==== EXTRACTED INFORMATION

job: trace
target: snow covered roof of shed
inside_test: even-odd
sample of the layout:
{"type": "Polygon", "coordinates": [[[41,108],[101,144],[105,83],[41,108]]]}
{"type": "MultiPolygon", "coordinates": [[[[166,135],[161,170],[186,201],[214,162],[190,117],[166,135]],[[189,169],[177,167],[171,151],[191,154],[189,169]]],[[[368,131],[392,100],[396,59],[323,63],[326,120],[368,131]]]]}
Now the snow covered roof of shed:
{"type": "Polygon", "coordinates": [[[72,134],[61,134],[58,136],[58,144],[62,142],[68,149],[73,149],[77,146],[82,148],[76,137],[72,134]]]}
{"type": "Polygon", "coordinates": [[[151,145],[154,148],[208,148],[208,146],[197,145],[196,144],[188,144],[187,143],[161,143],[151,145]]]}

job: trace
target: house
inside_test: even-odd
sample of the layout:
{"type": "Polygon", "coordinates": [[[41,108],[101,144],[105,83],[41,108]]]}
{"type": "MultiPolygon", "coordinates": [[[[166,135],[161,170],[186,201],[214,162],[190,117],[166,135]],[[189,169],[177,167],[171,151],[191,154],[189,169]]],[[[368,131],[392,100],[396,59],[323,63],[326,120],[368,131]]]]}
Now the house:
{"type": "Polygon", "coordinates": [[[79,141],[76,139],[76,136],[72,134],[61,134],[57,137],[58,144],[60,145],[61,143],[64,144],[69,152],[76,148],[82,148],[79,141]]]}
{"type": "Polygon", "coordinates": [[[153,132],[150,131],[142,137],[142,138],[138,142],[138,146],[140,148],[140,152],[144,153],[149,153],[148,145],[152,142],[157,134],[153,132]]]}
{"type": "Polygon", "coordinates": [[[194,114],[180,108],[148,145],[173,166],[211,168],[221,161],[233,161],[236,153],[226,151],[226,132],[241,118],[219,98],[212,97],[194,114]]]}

========

_OBJECTIVE_:
Copy out every line in the rows above that contains the word "snow".

_OUTPUT OF THE TASK_:
target: snow covered roof of shed
Now the snow covered roof of shed:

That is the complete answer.